Yioop_V9.5_Source_Code

GraphBasedSummarizer extends Summarizer
in package

Application

Class which may be used by TextProcessors to get a summary for a text document that may later be used for indexing. The method @see getSummary is used to obtain such a summary. In GraphBasedSummarizer's implementation of this method sentences are ranks using a page rank style algorithm based on sentence adjacencies calculated using a distortion score between pair of sentence (@see LinearAlgebra::distortion for details on this).

The page rank is then biased using a Zipf-like transformation to slightly favor sentences earlier in the document

CENTROID_COMPONENTS

Number of nonzero centroid components


    public
        mixed
    CENTROID_COMPONENTS
    = 1000

MAX_DISTINCT_TERMS

Number of distinct terms to use in generating summary


    public
        mixed
    MAX_DISTINCT_TERMS
    = 1000

WORD_CLOUD_LEN

Number of words in word cloud


    public
        mixed
    WORD_CLOUD_LEN
    = 5

computeAdjacency()

Compute the adjacency matrix based on its distortion measure


    public
            static        computeAdjacency(array<string|int, mixed> $tf_per_sentence_normalized) : array<string|int, mixed>

Parameters

$tf_per_sentence_normalized : array<string|int, mixed>: the array of term frequencies

Return values

array<string|int, mixed> —

the array of sentence adjacency

computeTermFrequenciesPerSentence()

□ □ □ □ □ □ □

Aim 1:
Print the part of the summarizer documentation starting with "GraphBasedSummarizer extends Summarizer" and going on through "details on this).", word for word.
The summarizer documentation and the records come from unrelated sources.

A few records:
□ □ □ □ □ □ □

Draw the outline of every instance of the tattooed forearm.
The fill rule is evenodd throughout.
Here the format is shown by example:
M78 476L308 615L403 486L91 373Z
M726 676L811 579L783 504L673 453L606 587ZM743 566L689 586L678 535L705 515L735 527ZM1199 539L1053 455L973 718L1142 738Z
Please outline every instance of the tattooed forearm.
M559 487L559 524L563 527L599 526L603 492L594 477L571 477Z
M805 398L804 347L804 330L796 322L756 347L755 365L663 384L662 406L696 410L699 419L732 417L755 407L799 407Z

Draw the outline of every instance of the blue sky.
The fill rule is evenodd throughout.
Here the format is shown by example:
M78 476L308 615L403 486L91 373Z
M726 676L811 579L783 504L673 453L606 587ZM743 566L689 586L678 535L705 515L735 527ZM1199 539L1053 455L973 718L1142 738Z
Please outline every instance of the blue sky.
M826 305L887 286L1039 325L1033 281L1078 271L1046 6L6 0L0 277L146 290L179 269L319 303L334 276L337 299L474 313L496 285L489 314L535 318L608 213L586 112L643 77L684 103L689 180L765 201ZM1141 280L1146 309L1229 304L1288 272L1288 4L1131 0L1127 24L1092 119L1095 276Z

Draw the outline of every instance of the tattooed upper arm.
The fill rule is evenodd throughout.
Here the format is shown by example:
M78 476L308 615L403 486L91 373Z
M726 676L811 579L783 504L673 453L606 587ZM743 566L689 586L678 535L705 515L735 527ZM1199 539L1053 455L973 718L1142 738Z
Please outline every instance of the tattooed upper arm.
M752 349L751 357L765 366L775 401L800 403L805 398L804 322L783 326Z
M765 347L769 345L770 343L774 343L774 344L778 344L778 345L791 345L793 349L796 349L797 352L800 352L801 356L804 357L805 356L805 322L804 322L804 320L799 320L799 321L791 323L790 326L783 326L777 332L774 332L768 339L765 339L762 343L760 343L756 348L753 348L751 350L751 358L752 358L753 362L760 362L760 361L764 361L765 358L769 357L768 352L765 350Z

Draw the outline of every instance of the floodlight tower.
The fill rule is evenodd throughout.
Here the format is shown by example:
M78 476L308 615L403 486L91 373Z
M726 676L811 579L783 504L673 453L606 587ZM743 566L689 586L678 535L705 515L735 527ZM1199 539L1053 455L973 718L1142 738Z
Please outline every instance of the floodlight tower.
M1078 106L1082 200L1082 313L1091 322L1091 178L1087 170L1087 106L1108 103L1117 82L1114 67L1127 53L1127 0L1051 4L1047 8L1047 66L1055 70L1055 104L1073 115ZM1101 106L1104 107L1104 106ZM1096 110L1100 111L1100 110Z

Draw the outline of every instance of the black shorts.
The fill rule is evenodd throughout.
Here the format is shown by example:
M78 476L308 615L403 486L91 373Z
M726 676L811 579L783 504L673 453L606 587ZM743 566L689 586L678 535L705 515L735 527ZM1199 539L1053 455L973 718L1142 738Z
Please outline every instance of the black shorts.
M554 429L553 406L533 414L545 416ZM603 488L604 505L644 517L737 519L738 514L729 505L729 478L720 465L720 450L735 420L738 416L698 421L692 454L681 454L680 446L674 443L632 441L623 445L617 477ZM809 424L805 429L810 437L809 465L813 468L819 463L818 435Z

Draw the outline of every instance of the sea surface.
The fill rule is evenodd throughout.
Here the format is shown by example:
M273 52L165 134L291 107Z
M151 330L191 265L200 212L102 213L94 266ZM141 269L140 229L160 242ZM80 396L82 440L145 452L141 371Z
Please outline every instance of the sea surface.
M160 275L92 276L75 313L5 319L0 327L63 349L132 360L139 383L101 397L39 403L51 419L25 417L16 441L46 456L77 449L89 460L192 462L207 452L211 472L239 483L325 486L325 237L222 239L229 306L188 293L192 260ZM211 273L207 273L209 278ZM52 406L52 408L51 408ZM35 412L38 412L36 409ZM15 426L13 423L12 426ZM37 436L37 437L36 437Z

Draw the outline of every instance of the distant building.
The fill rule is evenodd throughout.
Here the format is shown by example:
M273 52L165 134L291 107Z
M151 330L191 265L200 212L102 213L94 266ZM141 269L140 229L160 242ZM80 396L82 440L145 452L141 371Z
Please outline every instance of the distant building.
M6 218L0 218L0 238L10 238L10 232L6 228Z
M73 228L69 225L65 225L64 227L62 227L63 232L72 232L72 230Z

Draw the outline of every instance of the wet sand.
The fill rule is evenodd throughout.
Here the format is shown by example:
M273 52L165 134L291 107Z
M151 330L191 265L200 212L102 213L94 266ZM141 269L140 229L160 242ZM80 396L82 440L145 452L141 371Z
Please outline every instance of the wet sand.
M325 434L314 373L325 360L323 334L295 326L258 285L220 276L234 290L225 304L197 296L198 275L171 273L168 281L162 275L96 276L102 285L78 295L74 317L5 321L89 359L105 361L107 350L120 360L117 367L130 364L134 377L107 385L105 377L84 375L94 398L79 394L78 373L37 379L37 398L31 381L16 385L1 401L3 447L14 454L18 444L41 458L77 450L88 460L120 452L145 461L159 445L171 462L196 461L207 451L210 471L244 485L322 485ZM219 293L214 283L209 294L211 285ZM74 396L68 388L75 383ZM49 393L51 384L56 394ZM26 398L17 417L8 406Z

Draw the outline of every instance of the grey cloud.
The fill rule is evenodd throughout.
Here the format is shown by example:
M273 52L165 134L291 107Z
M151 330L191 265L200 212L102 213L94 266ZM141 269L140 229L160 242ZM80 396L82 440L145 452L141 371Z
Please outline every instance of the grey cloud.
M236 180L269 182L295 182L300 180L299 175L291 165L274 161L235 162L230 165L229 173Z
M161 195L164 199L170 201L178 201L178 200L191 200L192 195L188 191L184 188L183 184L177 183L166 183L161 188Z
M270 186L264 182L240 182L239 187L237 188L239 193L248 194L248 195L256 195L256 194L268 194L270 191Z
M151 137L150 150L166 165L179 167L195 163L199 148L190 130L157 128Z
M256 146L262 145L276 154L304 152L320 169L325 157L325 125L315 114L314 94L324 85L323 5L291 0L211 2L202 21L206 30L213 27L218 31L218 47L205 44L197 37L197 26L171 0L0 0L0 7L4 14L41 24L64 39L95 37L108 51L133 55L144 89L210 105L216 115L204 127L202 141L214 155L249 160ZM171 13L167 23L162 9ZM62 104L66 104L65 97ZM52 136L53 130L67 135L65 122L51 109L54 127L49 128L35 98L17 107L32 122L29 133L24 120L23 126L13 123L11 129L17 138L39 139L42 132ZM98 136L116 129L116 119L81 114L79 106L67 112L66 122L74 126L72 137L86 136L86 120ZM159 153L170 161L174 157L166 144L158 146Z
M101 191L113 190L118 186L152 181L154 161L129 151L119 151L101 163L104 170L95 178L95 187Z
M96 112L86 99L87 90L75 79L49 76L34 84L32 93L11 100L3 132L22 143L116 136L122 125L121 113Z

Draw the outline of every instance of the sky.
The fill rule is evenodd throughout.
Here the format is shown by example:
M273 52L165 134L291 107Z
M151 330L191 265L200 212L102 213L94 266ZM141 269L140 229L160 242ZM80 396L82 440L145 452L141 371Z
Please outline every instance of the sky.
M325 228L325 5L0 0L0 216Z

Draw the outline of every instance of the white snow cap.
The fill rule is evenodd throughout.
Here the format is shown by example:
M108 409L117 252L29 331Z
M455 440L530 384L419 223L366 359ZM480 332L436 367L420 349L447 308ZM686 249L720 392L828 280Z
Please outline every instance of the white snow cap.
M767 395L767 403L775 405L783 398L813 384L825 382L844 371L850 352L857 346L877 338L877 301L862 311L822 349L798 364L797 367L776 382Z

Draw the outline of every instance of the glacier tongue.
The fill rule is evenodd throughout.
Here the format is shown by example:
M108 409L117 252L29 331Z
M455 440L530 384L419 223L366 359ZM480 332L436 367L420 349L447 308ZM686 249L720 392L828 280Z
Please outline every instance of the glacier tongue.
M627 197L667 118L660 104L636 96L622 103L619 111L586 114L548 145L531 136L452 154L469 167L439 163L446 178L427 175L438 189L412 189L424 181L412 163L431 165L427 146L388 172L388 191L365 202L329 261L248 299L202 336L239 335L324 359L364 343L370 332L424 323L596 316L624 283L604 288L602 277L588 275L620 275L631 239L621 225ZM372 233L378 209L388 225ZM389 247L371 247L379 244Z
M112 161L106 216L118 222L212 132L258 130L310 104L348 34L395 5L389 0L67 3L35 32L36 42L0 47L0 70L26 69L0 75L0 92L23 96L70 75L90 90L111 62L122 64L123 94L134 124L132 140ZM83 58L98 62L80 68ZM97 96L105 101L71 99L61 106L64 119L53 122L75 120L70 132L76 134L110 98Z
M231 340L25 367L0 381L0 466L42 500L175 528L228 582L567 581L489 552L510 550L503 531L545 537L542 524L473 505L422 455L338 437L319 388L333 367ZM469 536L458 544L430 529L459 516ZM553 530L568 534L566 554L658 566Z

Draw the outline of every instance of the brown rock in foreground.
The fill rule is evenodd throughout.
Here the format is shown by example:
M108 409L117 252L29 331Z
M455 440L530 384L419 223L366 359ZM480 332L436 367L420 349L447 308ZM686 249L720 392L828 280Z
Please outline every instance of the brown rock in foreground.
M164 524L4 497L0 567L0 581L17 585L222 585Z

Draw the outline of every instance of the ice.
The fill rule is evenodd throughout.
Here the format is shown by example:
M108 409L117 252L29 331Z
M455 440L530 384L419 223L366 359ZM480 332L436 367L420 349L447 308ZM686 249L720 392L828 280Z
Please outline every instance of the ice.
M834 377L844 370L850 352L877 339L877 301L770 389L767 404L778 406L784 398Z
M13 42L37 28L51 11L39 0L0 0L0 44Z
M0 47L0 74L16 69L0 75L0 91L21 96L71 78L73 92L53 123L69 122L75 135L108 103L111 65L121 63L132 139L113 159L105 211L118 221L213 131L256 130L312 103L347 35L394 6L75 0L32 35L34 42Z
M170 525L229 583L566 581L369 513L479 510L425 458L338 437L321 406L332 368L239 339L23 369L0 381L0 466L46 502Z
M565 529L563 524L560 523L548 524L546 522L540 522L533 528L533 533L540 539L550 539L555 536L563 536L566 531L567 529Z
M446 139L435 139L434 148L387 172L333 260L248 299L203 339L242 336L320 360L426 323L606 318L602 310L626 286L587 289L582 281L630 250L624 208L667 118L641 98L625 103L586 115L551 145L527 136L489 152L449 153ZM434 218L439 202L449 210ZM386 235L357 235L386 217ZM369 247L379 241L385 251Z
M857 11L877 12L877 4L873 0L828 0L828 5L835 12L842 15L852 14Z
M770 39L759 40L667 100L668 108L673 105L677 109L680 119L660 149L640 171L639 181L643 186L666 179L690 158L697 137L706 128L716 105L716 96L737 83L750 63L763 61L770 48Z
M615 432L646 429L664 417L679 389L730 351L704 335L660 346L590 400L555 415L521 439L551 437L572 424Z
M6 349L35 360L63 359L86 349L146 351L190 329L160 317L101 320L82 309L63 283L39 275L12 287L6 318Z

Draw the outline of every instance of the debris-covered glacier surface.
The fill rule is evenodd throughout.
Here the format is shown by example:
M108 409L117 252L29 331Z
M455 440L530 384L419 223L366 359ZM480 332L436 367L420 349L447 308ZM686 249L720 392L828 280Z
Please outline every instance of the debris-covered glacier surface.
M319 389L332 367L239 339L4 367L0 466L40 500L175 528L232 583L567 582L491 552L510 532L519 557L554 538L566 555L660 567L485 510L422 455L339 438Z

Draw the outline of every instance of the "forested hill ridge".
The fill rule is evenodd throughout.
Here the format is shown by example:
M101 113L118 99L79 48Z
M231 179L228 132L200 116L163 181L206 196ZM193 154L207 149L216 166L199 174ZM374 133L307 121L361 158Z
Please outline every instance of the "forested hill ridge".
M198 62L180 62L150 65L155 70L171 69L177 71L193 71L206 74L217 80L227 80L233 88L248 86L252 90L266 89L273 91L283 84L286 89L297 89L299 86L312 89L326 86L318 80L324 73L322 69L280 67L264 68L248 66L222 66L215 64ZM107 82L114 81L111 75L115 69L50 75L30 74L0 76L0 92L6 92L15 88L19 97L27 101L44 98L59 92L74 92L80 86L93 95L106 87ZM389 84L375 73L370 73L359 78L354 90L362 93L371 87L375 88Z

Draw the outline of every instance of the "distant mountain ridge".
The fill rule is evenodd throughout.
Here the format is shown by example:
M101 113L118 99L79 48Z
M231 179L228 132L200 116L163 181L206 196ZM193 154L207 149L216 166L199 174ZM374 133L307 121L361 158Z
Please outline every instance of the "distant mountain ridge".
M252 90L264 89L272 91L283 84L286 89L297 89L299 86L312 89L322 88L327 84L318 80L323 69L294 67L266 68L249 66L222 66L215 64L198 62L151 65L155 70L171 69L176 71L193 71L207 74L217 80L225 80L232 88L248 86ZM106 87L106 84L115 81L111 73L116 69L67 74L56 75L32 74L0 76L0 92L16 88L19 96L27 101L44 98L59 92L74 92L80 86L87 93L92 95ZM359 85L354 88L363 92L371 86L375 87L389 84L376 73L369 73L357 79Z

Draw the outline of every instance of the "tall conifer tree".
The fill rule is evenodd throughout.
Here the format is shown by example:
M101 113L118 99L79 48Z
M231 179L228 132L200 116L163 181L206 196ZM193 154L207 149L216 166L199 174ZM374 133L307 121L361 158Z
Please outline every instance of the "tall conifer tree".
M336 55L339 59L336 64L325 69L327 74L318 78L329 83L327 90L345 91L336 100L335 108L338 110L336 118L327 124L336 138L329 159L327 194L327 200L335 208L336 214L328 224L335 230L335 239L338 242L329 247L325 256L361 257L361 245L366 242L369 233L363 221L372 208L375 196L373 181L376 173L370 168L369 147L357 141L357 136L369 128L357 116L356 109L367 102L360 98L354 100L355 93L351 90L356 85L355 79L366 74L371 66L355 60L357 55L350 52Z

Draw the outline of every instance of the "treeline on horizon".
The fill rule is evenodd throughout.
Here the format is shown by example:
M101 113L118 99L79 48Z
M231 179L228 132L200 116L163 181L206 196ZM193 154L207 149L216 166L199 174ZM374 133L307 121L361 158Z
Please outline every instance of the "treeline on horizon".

□ □ □ □ □ □ □

Aim 2:
From the records, output the lines starting with the line containing "Draw the outline of every instance of the brown" and going on through the line containing "M6 349L35 360L63", both included, reproducing them unchanged.

Correct output 1:
GraphBasedSummarizer extends Summarizer
in package

Application

Class which may be used by TextProcessors to get a summary for a text document that may later be used for indexing. The method @see getSummary is used to obtain such a summary. In GraphBasedSummarizer's implementation of this method sentences are ranks using a page rank style algorithm based on sentence adjacencies calculated using a distortion score between pair of sentence (@see LinearAlgebra::distortion for details on this).

Correct output 2:
Draw the outline of every instance of the brown rock in foreground.
The fill rule is evenodd throughout.
Here the format is shown by example:
M108 409L117 252L29 331Z
M455 440L530 384L419 223L366 359ZM480 332L436 367L420 349L447 308ZM686 249L720 392L828 280Z
Please outline every instance of the brown rock in foreground.
M164 524L4 497L0 567L0 581L17 585L222 585Z

Draw the outline of every instance of the ice.
The fill rule is evenodd throughout.
Here the format is shown by example:
M108 409L117 252L29 331Z
M455 440L530 384L419 223L366 359ZM480 332L436 367L420 349L447 308ZM686 249L720 392L828 280Z
Please outline every instance of the ice.
M834 377L844 370L850 352L877 339L877 301L770 389L767 404L778 406L784 398Z
M13 42L37 28L51 11L39 0L0 0L0 44Z
M0 47L0 74L16 69L0 75L0 91L21 96L71 78L73 92L53 123L69 122L75 135L108 103L111 65L121 63L132 139L113 159L105 211L118 221L213 131L256 130L312 103L347 35L394 6L75 0L32 35L34 42Z
M170 525L229 583L566 581L369 513L479 510L425 458L338 437L321 406L332 368L239 339L23 369L0 381L0 466L46 502Z
M565 529L563 524L560 523L548 524L546 522L540 522L533 528L533 533L540 539L550 539L555 536L563 536L566 531L567 529Z
M446 139L435 139L434 148L387 172L333 260L248 299L203 339L242 336L320 360L426 323L606 318L602 310L626 286L587 289L582 281L630 250L624 208L667 118L641 98L625 103L586 115L551 145L527 136L489 152L449 153ZM434 218L439 202L449 210ZM386 235L357 235L386 217ZM369 247L379 241L385 251Z
M857 11L877 12L877 4L873 0L828 0L828 5L835 12L842 15L852 14Z
M770 39L759 40L667 100L668 108L673 105L677 109L680 119L660 149L640 171L639 181L643 186L666 179L690 158L697 137L706 128L716 105L716 96L737 83L750 63L763 61L770 48Z
M615 432L646 429L664 417L679 389L730 351L704 335L660 346L590 400L555 415L521 439L551 437L572 424Z
M6 349L35 360L63 359L86 349L146 351L190 329L160 317L101 320L82 309L63 283L39 275L12 287L6 318Z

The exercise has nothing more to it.